------ TEXT TO READ ------

Exploring Ktor: An Alternative To Retrofit For HTTP Requests In Android
A Guide Through Integrating The Ktor Client Into Your Native Android Project
Although Ktor has already won great popularity among developers for Kotlin Multiplatform Projects, the leading framework used for processing HTTP requests is still Retrofit.
However, looking at alternative solutions to your current tech stack never hurts. So in this article, we will look at how to set up the Ktor client in your native Android project, handle HTTP requests and finally discuss whether you should use Ktor over Retrofit for your current native Android project.
1 Gradle Setup
To be able to properly configure and use our Ktor client, we first need to enrich our Gradle configuration with a few dependencies.
1.1 Client dependency
The first thing we need to do is to add the dependency for the Ktor Client Android engine.
dependencies {
implementation "io.ktor:ktor-client-android:2.2.3"
}1.2 Logging
The Logging plugin allows us to log our HTTP calls. To be later able to add it to our configuration, add the following to your project-level build.gradle file:
dependencies {
implementation "io.ktor:ktor-client-logging:2.2.3"
}1.2 JSON Serialization/Deserialization
For serialization, we need to add the Kotlin serialization plugin to our project. To do so, add the following to your project-level build.gradle file:
buildscript {
ext.your_kotlin_version = '1.8.0'
repositories { mavenCentral() }
dependencies {
classpath "org.jetbrains.kotlin:kotlin-serialization:$your_kotlin_version"
}
}Next, we need to add the Ktor Content Negotiation to our app module build.gradle dependencies.
For serialization and deserialization of JSON data, we have the option to use GSON, Jackson, or kotlinx.serialization. In our case, we will use kotlinx.serialization.
We will therefore add the content negotiation and kotlinx.serialization dependency to the dependencies block as you can see in the following code snippet:
dependencies {
implementation "io.ktor:ktor-client-content-negotiation:2.2.3"
implementation "io.ktor:ktor-serialization-kotlinx-json:2.2.3"
}1.3 Setup The Base URL
A common thing to do is to provide the base URL of our respective API to the build configuration, so it changes depending on our respective build flavors.
Let’s assume we have a dev and a prod flavor. One for development and the other for production.
To add a new field to the build configuration for each of those flavors, we can add a new build config field to our productFlavors section in the app module build.gradle file.
android {
..
flavorDimensions("app")

------ SUPPLIED MATERIAL ------

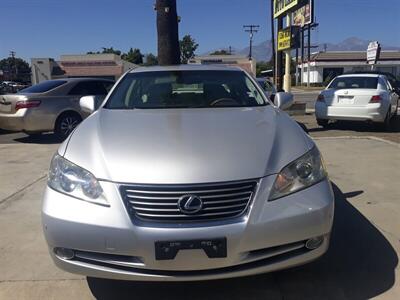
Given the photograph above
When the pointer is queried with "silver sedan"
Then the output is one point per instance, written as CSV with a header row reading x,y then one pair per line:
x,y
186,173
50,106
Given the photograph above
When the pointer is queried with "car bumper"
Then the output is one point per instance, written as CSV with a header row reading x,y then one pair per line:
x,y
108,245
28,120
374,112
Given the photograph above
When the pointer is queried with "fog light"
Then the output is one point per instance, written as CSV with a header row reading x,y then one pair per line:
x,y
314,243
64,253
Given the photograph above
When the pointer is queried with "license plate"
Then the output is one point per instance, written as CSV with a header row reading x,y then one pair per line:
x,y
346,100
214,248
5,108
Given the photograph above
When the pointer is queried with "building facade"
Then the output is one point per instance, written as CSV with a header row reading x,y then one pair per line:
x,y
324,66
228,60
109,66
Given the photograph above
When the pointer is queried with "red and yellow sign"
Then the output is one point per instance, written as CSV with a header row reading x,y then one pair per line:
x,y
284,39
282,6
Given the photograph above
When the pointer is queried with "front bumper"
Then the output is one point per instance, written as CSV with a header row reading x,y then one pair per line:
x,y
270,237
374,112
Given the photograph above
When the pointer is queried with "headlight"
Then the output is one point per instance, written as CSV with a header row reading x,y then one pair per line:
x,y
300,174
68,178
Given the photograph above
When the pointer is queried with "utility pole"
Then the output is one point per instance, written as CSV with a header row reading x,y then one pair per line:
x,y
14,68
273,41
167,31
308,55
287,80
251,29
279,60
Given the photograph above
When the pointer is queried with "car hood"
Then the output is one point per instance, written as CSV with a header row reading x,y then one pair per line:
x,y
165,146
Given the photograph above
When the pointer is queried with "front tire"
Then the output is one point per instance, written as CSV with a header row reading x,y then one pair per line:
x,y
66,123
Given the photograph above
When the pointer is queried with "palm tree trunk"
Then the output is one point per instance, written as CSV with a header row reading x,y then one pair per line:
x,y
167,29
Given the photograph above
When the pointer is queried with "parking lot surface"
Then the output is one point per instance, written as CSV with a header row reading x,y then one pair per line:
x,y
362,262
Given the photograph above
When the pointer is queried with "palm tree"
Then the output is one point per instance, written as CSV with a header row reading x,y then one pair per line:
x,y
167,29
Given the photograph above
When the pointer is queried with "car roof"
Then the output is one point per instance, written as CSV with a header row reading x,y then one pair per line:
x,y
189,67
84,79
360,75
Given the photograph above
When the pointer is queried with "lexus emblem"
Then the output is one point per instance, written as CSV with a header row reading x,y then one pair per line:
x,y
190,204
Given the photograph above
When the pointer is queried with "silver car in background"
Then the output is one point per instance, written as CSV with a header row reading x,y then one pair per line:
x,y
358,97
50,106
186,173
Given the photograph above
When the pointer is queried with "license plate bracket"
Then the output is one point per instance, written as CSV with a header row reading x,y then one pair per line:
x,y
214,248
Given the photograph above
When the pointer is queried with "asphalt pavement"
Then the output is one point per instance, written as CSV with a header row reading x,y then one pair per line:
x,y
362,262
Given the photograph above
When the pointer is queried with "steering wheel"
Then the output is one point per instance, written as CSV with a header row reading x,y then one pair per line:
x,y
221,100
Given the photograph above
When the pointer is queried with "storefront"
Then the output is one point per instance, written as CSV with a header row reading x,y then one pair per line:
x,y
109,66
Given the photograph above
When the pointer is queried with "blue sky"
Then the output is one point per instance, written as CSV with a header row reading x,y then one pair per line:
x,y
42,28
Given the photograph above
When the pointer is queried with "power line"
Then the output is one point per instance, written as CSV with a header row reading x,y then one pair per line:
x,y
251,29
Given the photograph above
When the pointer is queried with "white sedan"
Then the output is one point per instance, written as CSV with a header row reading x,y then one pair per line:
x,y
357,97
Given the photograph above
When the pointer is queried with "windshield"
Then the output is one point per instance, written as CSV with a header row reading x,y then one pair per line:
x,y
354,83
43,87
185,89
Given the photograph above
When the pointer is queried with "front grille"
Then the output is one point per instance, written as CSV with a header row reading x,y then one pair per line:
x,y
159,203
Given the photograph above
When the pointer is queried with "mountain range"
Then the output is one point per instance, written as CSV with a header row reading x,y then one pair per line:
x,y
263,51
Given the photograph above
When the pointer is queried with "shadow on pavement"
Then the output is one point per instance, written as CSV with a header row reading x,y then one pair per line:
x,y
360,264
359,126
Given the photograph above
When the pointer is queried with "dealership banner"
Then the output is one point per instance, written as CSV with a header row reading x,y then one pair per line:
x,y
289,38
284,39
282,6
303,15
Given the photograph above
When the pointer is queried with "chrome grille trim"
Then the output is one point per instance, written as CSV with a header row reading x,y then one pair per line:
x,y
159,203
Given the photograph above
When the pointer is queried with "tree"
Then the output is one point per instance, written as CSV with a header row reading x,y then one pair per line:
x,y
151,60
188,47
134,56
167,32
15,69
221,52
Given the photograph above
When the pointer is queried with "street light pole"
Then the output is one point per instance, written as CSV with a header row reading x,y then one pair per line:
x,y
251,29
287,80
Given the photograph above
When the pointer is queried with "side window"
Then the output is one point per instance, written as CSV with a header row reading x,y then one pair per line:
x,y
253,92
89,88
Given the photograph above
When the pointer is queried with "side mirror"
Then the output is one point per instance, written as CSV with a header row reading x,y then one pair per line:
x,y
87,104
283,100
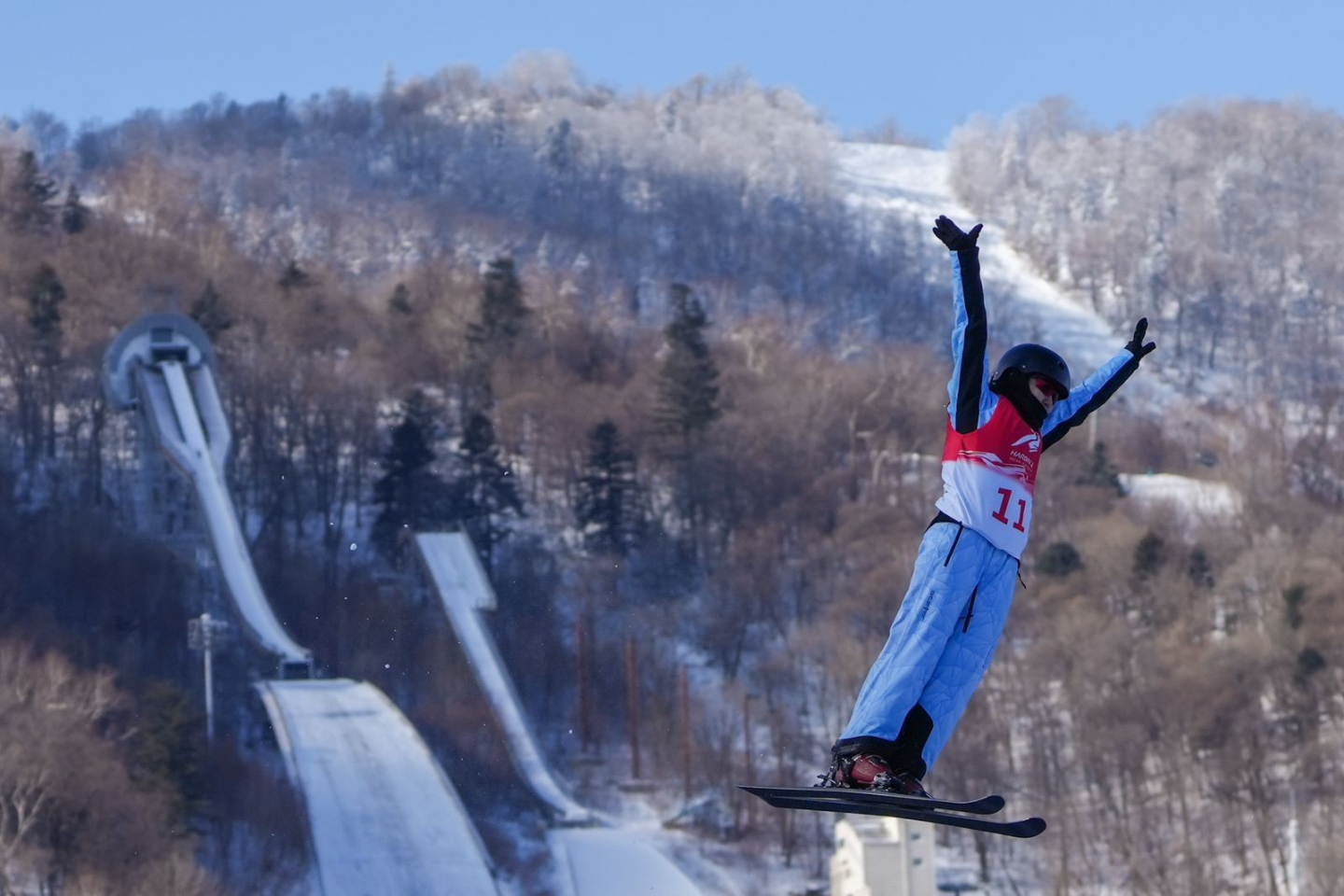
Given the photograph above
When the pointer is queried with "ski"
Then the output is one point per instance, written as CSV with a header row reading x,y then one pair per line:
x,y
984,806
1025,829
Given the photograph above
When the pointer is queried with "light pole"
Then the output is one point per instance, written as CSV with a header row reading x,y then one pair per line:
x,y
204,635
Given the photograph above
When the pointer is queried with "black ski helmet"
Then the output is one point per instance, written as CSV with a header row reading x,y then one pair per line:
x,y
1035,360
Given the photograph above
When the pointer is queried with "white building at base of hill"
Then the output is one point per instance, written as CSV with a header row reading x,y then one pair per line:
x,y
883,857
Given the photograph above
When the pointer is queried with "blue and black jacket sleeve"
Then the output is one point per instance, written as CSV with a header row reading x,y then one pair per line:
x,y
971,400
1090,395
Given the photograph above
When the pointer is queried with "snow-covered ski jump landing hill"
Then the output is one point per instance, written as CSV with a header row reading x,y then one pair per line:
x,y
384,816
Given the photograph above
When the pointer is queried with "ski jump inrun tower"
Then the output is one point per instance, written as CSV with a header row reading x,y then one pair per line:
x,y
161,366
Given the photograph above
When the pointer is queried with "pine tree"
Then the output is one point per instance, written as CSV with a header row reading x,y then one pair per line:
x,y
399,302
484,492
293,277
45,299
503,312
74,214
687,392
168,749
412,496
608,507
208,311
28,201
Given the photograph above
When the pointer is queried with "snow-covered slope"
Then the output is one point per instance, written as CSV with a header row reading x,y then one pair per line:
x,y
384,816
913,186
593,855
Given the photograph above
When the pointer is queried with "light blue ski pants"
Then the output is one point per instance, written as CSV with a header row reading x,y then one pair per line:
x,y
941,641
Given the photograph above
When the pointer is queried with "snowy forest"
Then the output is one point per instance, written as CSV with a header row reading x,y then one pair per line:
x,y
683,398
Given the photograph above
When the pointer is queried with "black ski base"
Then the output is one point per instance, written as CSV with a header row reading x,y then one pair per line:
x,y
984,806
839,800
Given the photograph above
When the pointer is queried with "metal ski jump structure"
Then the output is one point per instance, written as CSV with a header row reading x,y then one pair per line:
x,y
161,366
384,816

------
------ SUPPLIED MATERIAL ------

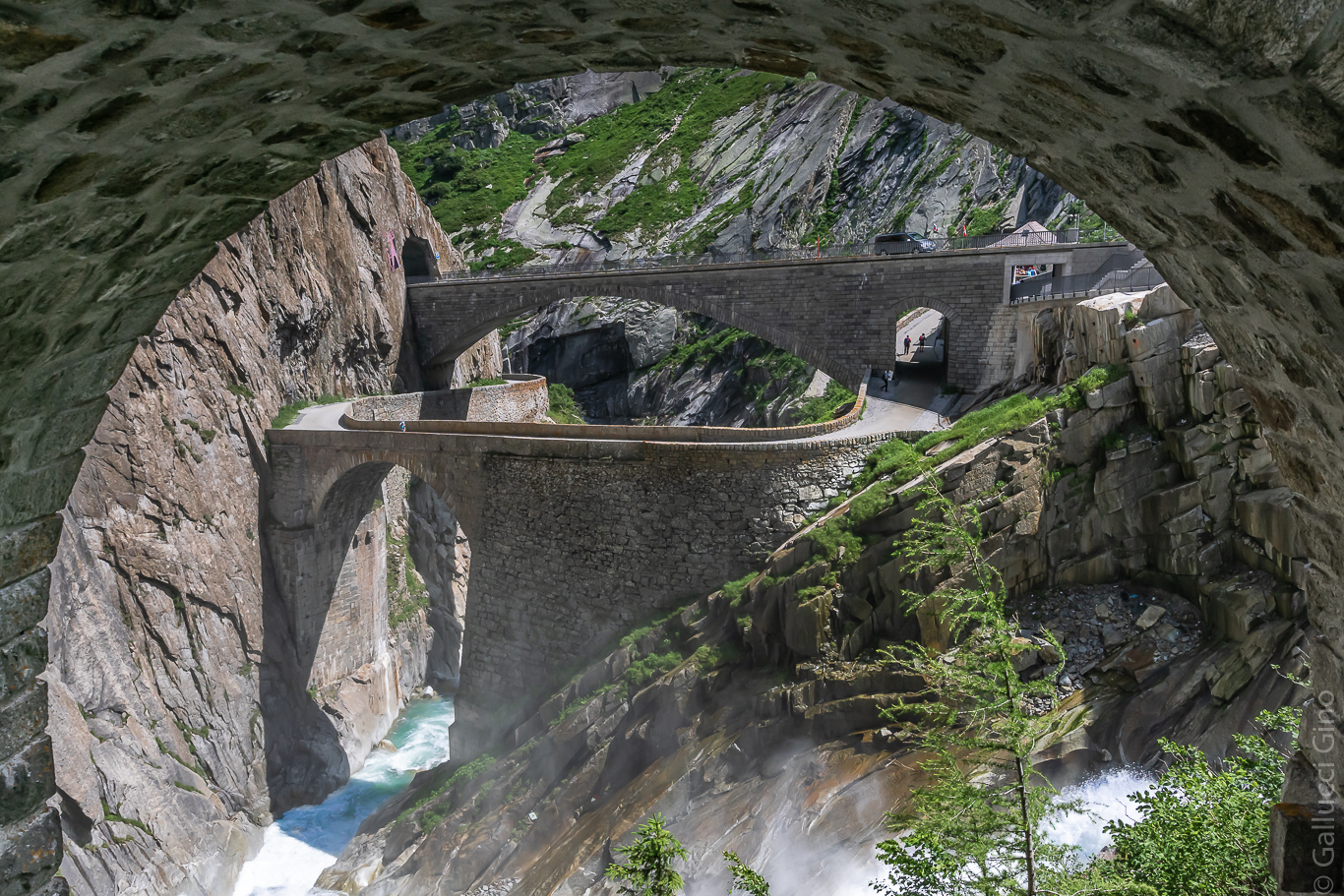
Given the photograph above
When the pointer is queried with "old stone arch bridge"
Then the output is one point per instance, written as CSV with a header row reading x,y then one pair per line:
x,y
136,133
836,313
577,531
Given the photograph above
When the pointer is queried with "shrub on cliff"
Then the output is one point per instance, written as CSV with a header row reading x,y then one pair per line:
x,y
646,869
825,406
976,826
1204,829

------

• [EXERCISE PROMPT]
Reproduce the Ktor article from "For serialization and" to "respective build flavors.", swapping every "GSON" for "Moshi".

• [FULL OUTPUT]
For serialization and deserialization of JSON data, we have the option to use Moshi, Jackson, or kotlinx.serialization. In our case, we will use kotlinx.serialization.
We will therefore add the content negotiation and kotlinx.serialization dependency to the dependencies block as you can see in the following code snippet:
dependencies {
implementation "io.ktor:ktor-client-content-negotiation:2.2.3"
implementation "io.ktor:ktor-serialization-kotlinx-json:2.2.3"
}1.3 Setup The Base URL
A common thing to do is to provide the base URL of our respective API to the build configuration, so it changes depending on our respective build flavors.